The input =
══════════════════════════════

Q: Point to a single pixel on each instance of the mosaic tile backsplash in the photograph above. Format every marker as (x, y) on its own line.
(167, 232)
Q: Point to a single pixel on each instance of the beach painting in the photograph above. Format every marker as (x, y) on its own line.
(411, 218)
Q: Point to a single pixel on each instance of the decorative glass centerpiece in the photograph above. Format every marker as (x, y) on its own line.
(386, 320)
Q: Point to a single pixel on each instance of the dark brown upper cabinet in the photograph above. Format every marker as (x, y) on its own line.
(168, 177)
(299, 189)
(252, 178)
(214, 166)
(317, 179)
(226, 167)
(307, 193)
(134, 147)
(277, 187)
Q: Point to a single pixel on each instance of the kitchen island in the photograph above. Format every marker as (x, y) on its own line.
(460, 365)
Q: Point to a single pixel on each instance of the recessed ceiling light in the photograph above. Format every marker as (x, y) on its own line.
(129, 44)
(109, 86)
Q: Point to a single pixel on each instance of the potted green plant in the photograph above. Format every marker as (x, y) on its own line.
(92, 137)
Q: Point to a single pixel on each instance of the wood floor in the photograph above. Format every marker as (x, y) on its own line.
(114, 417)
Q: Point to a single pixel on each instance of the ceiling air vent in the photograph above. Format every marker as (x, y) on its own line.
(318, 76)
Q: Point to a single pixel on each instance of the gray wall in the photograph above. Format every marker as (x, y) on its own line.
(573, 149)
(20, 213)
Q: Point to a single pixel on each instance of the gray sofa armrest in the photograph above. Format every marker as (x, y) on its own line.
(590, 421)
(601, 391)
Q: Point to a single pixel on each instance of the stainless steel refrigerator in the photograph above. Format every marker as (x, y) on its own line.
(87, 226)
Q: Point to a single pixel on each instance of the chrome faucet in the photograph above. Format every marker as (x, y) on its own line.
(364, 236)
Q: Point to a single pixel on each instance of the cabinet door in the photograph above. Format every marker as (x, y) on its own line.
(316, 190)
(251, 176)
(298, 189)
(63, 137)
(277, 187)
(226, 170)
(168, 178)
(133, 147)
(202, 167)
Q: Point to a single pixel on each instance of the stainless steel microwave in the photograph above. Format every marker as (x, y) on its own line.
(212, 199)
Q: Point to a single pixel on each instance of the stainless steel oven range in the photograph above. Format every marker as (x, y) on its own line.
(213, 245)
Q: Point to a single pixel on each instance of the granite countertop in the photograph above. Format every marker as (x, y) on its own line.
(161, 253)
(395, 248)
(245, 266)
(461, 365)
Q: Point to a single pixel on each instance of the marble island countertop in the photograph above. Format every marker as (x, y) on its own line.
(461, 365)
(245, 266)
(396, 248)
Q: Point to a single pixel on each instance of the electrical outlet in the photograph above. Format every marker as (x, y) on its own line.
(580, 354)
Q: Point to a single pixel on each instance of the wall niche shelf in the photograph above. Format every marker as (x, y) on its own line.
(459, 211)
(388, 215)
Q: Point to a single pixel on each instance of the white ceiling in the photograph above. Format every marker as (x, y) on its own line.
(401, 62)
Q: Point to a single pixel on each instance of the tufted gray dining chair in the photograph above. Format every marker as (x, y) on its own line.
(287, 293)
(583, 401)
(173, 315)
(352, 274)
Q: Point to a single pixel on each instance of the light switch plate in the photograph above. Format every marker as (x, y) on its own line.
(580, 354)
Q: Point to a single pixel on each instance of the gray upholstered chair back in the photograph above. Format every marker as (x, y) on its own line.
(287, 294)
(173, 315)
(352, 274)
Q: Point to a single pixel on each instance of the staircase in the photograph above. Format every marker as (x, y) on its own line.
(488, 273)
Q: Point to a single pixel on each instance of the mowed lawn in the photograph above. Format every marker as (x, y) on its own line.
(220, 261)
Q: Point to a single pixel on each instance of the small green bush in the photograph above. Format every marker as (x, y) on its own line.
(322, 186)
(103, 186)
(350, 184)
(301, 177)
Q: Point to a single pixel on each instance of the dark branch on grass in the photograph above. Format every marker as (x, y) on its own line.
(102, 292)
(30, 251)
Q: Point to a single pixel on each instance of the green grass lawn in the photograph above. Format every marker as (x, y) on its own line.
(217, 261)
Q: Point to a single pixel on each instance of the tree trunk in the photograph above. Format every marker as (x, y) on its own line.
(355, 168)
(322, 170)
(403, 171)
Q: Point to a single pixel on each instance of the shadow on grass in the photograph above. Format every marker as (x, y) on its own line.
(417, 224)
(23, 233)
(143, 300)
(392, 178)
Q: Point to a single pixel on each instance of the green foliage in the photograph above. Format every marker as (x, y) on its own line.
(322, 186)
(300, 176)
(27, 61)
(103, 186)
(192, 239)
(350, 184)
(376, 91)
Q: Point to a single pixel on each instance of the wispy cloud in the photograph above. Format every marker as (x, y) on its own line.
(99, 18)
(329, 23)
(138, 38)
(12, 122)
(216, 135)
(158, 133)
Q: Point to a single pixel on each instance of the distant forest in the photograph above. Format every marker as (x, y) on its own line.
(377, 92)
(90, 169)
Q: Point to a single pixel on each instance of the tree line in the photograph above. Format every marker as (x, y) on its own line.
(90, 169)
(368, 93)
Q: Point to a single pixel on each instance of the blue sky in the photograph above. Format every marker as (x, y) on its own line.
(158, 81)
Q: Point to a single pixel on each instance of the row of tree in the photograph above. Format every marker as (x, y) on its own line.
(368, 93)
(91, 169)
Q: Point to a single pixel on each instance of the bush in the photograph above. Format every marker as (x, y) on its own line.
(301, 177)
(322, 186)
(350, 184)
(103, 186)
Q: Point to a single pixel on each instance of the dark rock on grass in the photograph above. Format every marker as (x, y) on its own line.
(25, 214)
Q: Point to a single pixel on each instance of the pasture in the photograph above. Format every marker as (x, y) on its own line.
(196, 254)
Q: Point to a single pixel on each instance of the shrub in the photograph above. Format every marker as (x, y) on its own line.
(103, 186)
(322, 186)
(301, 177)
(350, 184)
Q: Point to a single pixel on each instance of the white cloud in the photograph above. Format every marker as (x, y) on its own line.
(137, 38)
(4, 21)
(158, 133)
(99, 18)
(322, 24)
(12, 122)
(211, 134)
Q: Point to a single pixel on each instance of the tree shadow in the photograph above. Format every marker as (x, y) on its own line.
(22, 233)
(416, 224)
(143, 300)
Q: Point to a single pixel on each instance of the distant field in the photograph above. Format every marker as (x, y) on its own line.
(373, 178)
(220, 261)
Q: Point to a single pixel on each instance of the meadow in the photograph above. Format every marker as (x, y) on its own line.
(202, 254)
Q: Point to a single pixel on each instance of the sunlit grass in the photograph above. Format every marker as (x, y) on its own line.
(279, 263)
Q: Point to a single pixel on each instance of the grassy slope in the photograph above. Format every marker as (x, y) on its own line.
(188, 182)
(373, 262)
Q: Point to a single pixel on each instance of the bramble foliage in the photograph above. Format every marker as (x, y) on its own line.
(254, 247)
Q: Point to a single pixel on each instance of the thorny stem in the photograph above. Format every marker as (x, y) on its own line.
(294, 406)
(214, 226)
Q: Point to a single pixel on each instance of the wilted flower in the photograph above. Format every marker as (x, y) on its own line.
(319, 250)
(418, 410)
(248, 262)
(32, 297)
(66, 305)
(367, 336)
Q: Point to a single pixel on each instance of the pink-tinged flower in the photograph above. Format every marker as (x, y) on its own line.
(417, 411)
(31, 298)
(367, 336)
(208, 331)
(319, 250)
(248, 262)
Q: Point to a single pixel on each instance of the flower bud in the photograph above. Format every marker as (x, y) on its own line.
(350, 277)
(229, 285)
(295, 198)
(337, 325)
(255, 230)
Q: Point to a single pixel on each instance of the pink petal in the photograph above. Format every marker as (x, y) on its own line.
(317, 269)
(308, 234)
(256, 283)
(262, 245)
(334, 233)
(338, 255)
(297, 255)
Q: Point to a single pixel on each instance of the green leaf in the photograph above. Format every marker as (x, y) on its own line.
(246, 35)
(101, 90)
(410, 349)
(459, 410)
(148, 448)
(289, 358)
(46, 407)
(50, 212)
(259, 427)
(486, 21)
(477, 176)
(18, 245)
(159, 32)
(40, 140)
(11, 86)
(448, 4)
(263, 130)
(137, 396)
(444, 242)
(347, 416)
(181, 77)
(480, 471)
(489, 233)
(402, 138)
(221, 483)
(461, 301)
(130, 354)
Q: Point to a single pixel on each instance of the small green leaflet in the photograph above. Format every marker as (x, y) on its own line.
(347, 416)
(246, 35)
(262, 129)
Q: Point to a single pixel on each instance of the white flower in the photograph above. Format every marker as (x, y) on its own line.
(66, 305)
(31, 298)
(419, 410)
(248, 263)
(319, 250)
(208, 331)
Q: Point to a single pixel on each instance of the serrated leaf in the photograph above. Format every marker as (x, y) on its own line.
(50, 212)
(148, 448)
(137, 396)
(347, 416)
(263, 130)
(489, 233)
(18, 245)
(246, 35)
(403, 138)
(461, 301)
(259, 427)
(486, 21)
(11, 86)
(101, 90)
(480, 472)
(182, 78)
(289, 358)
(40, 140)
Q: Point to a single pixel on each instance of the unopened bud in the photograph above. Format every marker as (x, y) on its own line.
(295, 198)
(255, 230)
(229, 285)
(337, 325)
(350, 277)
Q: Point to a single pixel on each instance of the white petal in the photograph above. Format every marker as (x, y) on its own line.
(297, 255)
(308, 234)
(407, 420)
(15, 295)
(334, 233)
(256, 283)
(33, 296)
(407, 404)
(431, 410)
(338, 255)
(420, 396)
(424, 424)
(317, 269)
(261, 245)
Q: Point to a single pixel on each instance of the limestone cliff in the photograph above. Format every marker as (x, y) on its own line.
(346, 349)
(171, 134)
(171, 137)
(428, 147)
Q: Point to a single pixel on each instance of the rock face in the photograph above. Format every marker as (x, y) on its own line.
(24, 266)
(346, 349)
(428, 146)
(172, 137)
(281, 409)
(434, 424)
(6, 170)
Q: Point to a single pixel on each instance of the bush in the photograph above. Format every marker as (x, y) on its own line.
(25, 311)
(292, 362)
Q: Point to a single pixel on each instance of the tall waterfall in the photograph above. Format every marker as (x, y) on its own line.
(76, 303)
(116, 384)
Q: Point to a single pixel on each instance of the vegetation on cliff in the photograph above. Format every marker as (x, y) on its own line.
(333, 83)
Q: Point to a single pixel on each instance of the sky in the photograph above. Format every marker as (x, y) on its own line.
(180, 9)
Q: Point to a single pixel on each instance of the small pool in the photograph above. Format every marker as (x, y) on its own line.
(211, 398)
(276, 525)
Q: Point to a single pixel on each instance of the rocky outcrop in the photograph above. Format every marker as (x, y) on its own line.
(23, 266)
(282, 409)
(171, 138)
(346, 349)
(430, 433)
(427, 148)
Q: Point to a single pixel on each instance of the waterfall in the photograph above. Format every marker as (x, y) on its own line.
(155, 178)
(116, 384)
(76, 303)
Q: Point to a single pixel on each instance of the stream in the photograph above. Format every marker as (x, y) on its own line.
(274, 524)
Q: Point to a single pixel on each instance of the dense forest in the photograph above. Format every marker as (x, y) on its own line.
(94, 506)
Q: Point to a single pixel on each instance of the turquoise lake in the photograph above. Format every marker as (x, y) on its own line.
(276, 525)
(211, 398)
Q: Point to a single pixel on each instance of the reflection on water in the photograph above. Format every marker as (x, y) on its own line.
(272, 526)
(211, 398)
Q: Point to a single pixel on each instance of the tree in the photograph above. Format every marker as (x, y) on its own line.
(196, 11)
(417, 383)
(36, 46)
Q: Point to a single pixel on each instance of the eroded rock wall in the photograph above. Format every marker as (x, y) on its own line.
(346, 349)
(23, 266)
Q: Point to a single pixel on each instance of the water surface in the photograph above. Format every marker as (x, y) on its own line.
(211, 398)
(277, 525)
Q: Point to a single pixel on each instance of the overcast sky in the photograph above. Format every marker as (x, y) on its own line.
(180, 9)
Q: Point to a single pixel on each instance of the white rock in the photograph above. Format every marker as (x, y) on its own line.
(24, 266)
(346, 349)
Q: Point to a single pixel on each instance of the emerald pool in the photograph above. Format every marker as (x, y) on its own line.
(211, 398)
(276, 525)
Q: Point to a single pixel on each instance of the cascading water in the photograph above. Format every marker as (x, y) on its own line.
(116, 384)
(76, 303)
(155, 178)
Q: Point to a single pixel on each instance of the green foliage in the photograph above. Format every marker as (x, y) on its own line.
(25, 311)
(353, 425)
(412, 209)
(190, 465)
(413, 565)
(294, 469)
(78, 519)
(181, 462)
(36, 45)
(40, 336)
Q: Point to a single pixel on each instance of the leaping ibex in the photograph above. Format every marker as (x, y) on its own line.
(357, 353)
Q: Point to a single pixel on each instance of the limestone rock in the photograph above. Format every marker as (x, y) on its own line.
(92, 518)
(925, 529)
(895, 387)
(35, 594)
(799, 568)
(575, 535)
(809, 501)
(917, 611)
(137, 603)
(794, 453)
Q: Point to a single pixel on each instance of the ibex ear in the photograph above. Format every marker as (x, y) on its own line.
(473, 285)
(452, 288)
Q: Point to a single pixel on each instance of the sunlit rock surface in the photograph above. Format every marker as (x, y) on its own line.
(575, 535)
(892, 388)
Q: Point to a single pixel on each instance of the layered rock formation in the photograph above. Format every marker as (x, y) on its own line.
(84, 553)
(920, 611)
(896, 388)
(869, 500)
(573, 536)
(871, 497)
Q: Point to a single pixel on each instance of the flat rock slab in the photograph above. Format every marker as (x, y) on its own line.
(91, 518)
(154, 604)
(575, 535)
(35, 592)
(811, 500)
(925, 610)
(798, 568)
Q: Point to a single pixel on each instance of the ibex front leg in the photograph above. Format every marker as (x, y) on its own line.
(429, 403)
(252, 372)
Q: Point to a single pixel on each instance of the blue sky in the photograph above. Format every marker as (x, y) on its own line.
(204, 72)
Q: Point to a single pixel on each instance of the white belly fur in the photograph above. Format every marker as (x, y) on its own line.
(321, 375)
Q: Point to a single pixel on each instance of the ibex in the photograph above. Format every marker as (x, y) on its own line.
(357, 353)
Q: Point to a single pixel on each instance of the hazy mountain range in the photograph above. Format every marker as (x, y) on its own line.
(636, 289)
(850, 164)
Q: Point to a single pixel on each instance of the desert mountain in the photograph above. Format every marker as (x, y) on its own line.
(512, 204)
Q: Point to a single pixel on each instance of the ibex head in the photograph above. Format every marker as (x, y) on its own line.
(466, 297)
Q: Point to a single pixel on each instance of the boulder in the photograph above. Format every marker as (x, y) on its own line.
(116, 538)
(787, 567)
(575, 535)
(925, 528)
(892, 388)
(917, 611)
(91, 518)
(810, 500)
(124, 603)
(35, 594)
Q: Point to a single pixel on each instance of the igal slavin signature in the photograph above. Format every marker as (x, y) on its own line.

══════════════════════════════

Exercise objective =
Return the line that contains "of the hazy" and all lines after it, verbatim, and nothing else.

Complete output =
Q: Point to a single pixel on each instance of the hazy mountain range in the photograph above. Format every marker as (x, y) on its own line.
(636, 289)
(850, 164)
Q: Point to a single pixel on each instance of the desert mountain in the photograph above. Format every marker as (x, y) on its own line.
(512, 204)
Q: Point to a single pixel on each instance of the ibex head in the photograph above. Format every marker as (x, y) on its own line.
(466, 297)
Q: Point to a single pixel on each instance of the boulder in the photograph above. Format every marker as (x, y) on its own line.
(116, 538)
(787, 567)
(575, 535)
(925, 528)
(892, 388)
(917, 611)
(91, 518)
(810, 500)
(124, 603)
(35, 594)
Q: Point to a single pixel on each instance of the igal slavin signature in the photograph above. Format every marker as (x, y) on its own line.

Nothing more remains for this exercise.